** start DOCUMENT **

# 1840 Shaker Clock



## Bonka (Aug 28, 2010)

This is number eight. My wife and I have one more to go. I never want to see another one again.
It is made from cherry with Sutherland Wells polymerized tung oil. The movement is mechanical from KloKit. The dial was copied from the Internet and printed on resume paper. The knobs are from NiceKnobs.
Two years ago we made one for a wedding gift. The a friend and......you know how it goes. This is for our youngest son who is 40.
We have one more partially cut out. The couple that will get it do no know anything about it.
I do not recommend that anyone does this as we did. That is all we have really done. It sometimes went months before we could drag ourselves back into the shop and get to it.
Even after all the experience there are still screw ups.
My wife can read drawings and I can't until after a few a built. She also has the patience to fine tune things. 
Our marriage has survived and soon we will see 50 years together.
If anyone wants a copy of the dial PM me and I will send you one.


----------



## RainMan 2.0 (May 6, 2014)

Very nice looking clock you made there Jerry . And an early congrats on your 50th wedding anniversary ! 

My records three weeks lol , what's your secret


----------



## Semipro (Mar 22, 2013)

** end DOCUMENT **
** start MATERIAL PROVIDED **

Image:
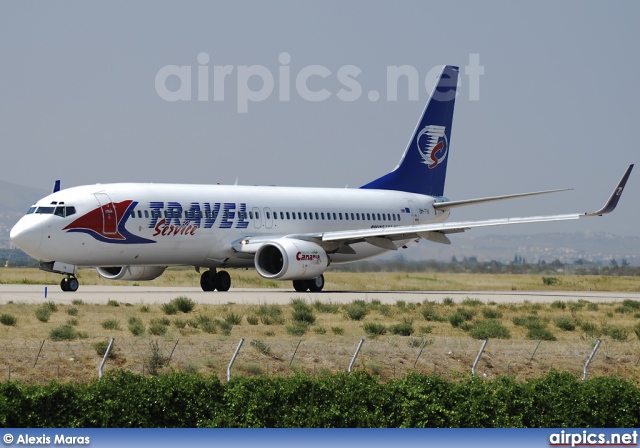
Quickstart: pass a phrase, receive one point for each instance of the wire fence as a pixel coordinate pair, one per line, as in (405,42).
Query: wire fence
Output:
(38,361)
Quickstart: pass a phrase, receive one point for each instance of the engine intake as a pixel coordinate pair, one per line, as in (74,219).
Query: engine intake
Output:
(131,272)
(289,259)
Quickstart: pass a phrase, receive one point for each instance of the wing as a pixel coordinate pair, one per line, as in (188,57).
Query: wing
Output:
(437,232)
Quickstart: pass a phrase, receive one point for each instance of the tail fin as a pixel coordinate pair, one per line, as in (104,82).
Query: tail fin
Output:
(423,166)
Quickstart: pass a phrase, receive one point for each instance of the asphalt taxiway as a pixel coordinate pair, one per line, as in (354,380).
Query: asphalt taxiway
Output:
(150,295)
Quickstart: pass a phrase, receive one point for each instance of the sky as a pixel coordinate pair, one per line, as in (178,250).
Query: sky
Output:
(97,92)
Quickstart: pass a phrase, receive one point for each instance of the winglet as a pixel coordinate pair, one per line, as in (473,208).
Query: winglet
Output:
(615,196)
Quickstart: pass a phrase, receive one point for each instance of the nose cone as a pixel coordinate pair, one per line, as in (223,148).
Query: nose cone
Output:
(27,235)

** end MATERIAL PROVIDED **

▶ **EXERCISES TO COMPLETE**:
1. In the Shaker clock thread, begin at the words "We have one" and stop after "(May 6, 2014)". Write that part again, swapping "shop" for "garage".
2. Do these statements agree with the Shaker clock thread? For each, answer yes or no and quote the words that decide it. (a) The clock's movement is mechanical. (b) The couple made the knobs themselves. (c) The wife can read drawings.
3. Continue the Shaker clock thread from where it stops.
The items have no connection to the Shaker clock thread.

▶ **WRITTEN ANSWERS**:
1.
We have one more partially cut out. The couple that will get it do no know anything about it.
I do not recommend that anyone does this as we did. That is all we have really done. It sometimes went months before we could drag ourselves back into the garage and get to it.
Even after all the experience there are still screw ups.
My wife can read drawings and I can't until after a few a built. She also has the patience to fine tune things. 
Our marriage has survived and soon we will see 50 years together.
If anyone wants a copy of the dial PM me and I will send you one.


----------



## RainMan 2.0 (May 6, 2014)

2.
(a) Yes: "The movement is mechanical from KloKit."
(b) No: "The knobs are from NiceKnobs."
(c) Yes: "My wife can read drawings"

3.
Very fine work Jerry, are all 9 the same


----------



## Bonka (Aug 28, 2010)

All the clocks are the same design. One was made from black walnut all of the others are cherry. The tones are different depending on the cherry used.


----------



## 64 ford (Apr 21, 2013)

Nice clock Jerry
Making several of anything does tend to take some of the fun out.


Rick- you made three weeks! WOW. That's the average length of a Hollywood marriage!
Dennis


----------



## GregLittleWoodworks (Dec 9, 2014)

Very nice clock...I like the storage cabinet beneath the dial also...and Congratulations on the 50 years of marriage...


----------



## Bonka (Aug 28, 2010)

I tell my wife that I married her to upgrade her family.


----------



## Bonka (Aug 28, 2010)

The area beneath the clock face is for the pendulum. It would, for me, be almost blasphemes to install an electric anything in this clock.
The original designer was Isaac Newton Young, New Lebanon, NY in the Shaker village.
He only made 16 of them.
How would you like to have one of the originals?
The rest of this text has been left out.